-- YOUR TASK --
Which lines run from the line with "Category: green shrub" to the end of the entries? Write out exactly those, leaving out the pictures.

── TASK INPUT

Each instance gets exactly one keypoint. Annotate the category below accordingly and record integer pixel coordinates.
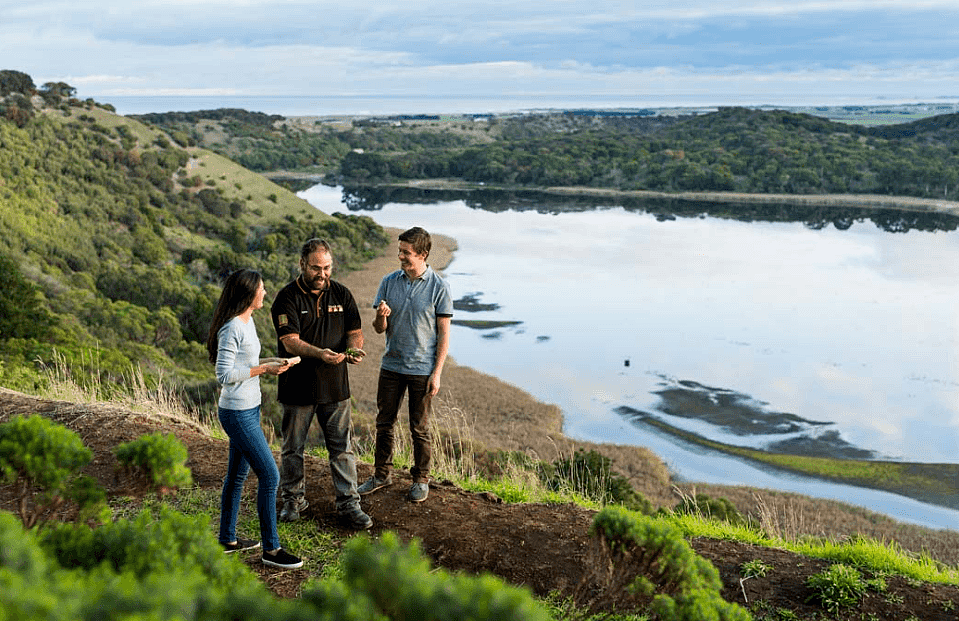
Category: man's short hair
(419, 239)
(313, 245)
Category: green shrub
(169, 542)
(157, 459)
(23, 573)
(590, 475)
(42, 460)
(837, 587)
(649, 559)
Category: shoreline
(500, 416)
(865, 201)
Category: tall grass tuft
(132, 394)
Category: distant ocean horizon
(380, 105)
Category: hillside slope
(544, 547)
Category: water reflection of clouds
(856, 327)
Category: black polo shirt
(322, 320)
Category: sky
(502, 54)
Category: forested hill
(114, 238)
(733, 150)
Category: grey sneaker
(291, 510)
(372, 484)
(419, 492)
(356, 518)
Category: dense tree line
(112, 260)
(733, 149)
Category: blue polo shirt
(411, 326)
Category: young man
(414, 308)
(316, 318)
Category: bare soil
(543, 547)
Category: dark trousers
(334, 420)
(389, 395)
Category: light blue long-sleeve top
(238, 350)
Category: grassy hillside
(116, 238)
(731, 150)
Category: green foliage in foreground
(168, 566)
(159, 459)
(859, 551)
(650, 559)
(42, 460)
(838, 587)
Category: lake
(808, 330)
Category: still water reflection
(816, 331)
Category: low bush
(649, 561)
(711, 508)
(590, 474)
(157, 460)
(42, 460)
(838, 587)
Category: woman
(234, 348)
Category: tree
(15, 82)
(54, 91)
(22, 314)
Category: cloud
(743, 52)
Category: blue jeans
(248, 449)
(334, 420)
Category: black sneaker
(240, 544)
(356, 518)
(291, 510)
(282, 559)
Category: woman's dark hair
(239, 290)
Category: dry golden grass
(493, 415)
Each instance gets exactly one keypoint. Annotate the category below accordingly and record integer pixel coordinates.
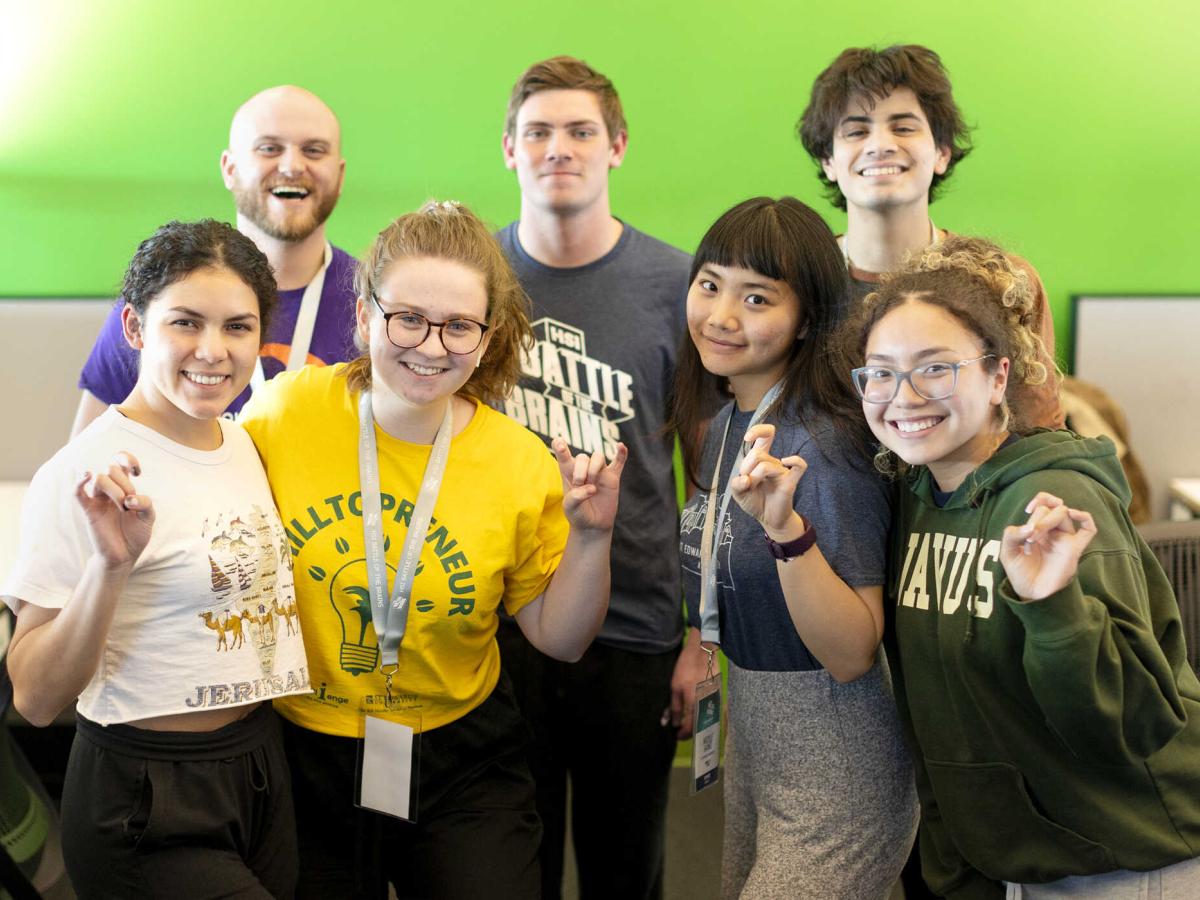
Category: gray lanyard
(709, 613)
(391, 618)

────

-- SOLVED PROBLEM --
Category: green shrub
(169, 542)
(157, 459)
(23, 573)
(590, 475)
(42, 460)
(837, 587)
(649, 559)
Category: shoreline
(500, 416)
(865, 201)
Category: tall grass tuft
(132, 394)
Category: distant ocean horizon
(380, 105)
Category: hillside slope
(544, 547)
Category: water reflection of clouds
(856, 327)
Category: black polo shirt
(322, 320)
Category: sky
(502, 54)
Category: forested hill
(114, 238)
(733, 150)
Category: grey sneaker
(291, 510)
(372, 484)
(419, 492)
(356, 518)
Category: dense tree line
(112, 260)
(733, 149)
Category: blue polo shirt
(411, 326)
Category: young man
(414, 308)
(316, 318)
Category: bare soil
(543, 547)
Category: dark trousers
(334, 420)
(389, 395)
Category: light blue long-sleeve top
(238, 350)
Category: grassy hillside
(116, 238)
(731, 150)
Category: green foliage in foreground
(168, 566)
(159, 459)
(859, 551)
(650, 559)
(42, 460)
(838, 587)
Category: lake
(808, 330)
Category: still water reflection
(816, 331)
Category: low bush
(649, 561)
(711, 508)
(590, 474)
(157, 460)
(42, 460)
(838, 587)
Category: woman
(234, 348)
Category: tree
(15, 82)
(54, 91)
(22, 314)
Category: cloud
(743, 52)
Category: blue jeans
(248, 449)
(334, 420)
Category: black sneaker
(240, 544)
(356, 518)
(291, 510)
(282, 559)
Category: woman's dark hair
(239, 290)
Category: dry golden grass
(493, 415)
Each instance gets exactly one keypoint. Annotate the category below accordingly and record integer pixel coordinates.
Category: gray lanyard
(709, 613)
(391, 618)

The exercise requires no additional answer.